REQUIREMENT:
Print every line of the material below verbatim, without changing anything.

________________________

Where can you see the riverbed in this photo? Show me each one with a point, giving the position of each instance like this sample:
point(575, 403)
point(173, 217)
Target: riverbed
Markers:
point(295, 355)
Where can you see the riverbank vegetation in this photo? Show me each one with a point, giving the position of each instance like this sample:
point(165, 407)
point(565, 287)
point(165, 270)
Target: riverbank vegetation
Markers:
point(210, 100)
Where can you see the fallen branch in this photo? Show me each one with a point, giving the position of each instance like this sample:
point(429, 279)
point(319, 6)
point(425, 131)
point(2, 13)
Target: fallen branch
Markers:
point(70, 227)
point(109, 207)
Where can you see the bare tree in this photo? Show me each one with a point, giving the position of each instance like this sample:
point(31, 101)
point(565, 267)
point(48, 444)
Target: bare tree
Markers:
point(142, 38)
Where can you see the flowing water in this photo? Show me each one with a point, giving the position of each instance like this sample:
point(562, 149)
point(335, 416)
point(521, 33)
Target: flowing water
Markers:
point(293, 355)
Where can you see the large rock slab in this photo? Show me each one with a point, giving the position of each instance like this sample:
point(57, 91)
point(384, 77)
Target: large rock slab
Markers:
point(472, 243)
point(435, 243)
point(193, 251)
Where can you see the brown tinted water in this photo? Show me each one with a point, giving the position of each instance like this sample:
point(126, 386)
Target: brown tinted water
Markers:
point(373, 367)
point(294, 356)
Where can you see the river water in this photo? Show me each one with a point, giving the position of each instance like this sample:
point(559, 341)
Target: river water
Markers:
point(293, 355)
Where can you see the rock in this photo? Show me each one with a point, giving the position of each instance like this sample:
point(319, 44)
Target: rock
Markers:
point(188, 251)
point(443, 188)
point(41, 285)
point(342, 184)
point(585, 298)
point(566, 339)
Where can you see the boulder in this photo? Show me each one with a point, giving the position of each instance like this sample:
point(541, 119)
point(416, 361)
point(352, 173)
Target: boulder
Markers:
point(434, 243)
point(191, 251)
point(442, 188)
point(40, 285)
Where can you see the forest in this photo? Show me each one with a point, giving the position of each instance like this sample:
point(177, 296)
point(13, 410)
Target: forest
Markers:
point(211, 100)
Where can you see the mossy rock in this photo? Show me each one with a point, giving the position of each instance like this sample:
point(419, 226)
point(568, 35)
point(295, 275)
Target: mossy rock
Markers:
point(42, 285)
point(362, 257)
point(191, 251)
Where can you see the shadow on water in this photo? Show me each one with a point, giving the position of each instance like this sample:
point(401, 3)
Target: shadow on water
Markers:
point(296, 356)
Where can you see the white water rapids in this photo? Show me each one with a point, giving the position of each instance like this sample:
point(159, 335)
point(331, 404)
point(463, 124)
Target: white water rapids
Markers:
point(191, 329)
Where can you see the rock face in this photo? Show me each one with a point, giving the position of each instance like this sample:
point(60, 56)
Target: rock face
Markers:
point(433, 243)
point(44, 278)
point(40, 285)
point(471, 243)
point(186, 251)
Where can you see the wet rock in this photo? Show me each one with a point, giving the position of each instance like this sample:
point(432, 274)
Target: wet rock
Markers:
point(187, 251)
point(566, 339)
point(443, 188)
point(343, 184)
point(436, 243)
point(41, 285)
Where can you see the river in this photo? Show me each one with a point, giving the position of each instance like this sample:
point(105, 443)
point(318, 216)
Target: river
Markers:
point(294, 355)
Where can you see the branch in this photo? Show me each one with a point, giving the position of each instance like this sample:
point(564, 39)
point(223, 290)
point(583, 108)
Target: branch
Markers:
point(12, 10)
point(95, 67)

________________________

ANSWER IN FULL:
Where can you see the riverbed in this photo? Show me each one with a point, giving the position of each instance like this sample:
point(575, 403)
point(173, 217)
Target: riverbed
Markers:
point(295, 355)
Where can you see the riverbank vegetation in this photo? Show me each one with a point, giving the position of each instance like this sample:
point(165, 407)
point(565, 287)
point(165, 270)
Target: riverbank vegetation
Markers:
point(210, 100)
Where can you see the fallen branch in this photo? Show me each one with a point, giving the position of each instance like this sample:
point(429, 279)
point(319, 6)
point(425, 131)
point(2, 13)
Target: fallen branch
Markers:
point(70, 227)
point(109, 207)
Where can you see the bare tree in this photo? Show me each one with a point, giving the position of each instance like this sample:
point(31, 101)
point(565, 267)
point(48, 444)
Target: bare tree
Markers:
point(142, 38)
Where can you see the flowing water in this photo? Show me each one with a point, giving the position of each instance like this sample:
point(562, 149)
point(335, 416)
point(521, 33)
Target: flowing water
Markers:
point(293, 355)
Where can you see the large rock slab in this photo? Show me each one with a point, giving the position of each instance like this sample:
point(57, 91)
point(384, 77)
Target: large rock slab
Markers:
point(472, 243)
point(435, 243)
point(193, 251)
Where can you see the brown tinted water in this photo? Show me each one with a point, giving the position of each instance like this sample:
point(126, 386)
Target: brown tinted water
Markers:
point(373, 367)
point(294, 356)
Where can you see the river water in this photo? Show me each one with a point, giving the position of each instance like this sample:
point(559, 341)
Target: river water
Markers:
point(293, 355)
Where can you see the rock in this photo? Show me each one with a point, giving the position of each instance like this sample:
point(319, 44)
Target: rock
Markers:
point(188, 251)
point(443, 188)
point(41, 285)
point(342, 184)
point(585, 298)
point(566, 339)
Where can you see the boulder in this photo? Show me each one with a point, giving the position of each instance like this sample:
point(541, 119)
point(416, 361)
point(352, 173)
Target: boulder
Markers:
point(434, 243)
point(191, 251)
point(442, 188)
point(40, 285)
Where can you see the forest in this photo? Show me each one with a point, giving the position of each instance like this sample:
point(177, 296)
point(13, 410)
Target: forest
Markers:
point(211, 100)
Where can you see the mossy rock in this photo? Show me each one with a point, giving the position of each instance like this sample:
point(419, 226)
point(568, 35)
point(295, 275)
Target: mossy rock
Markers:
point(42, 285)
point(362, 257)
point(191, 251)
Where can you see the shadow on water in this photo? Show me each one with a point, giving the position of each instance like this sample:
point(401, 3)
Target: shadow on water
Markers:
point(296, 356)
Where can you see the white water rapids in this photo? Show me each one with a point, giving the position of each instance like this sample:
point(159, 335)
point(331, 404)
point(463, 124)
Target: white water rapids
Markers:
point(191, 329)
Where can you see the rock face in this photo? Show me each one with a point, giving the position of each instance like this sample:
point(60, 56)
Target: rock face
Markers:
point(433, 243)
point(44, 278)
point(40, 285)
point(471, 243)
point(186, 251)
Where can you see the wet rock in this photo? Show me each one with a point, giving the position of each instance like this sample:
point(432, 274)
Target: wet rock
Markers:
point(187, 251)
point(566, 339)
point(443, 188)
point(343, 184)
point(436, 243)
point(41, 285)
Where can you see the river in this photo? Show me each one with a point, giving the position of each instance like this sample:
point(105, 443)
point(318, 216)
Target: river
Markers:
point(294, 355)
Where can you see the branch in this photo? Show me each one with a point, giving the position of each instance like this sample:
point(564, 39)
point(223, 290)
point(583, 108)
Target: branch
Markers:
point(12, 10)
point(95, 67)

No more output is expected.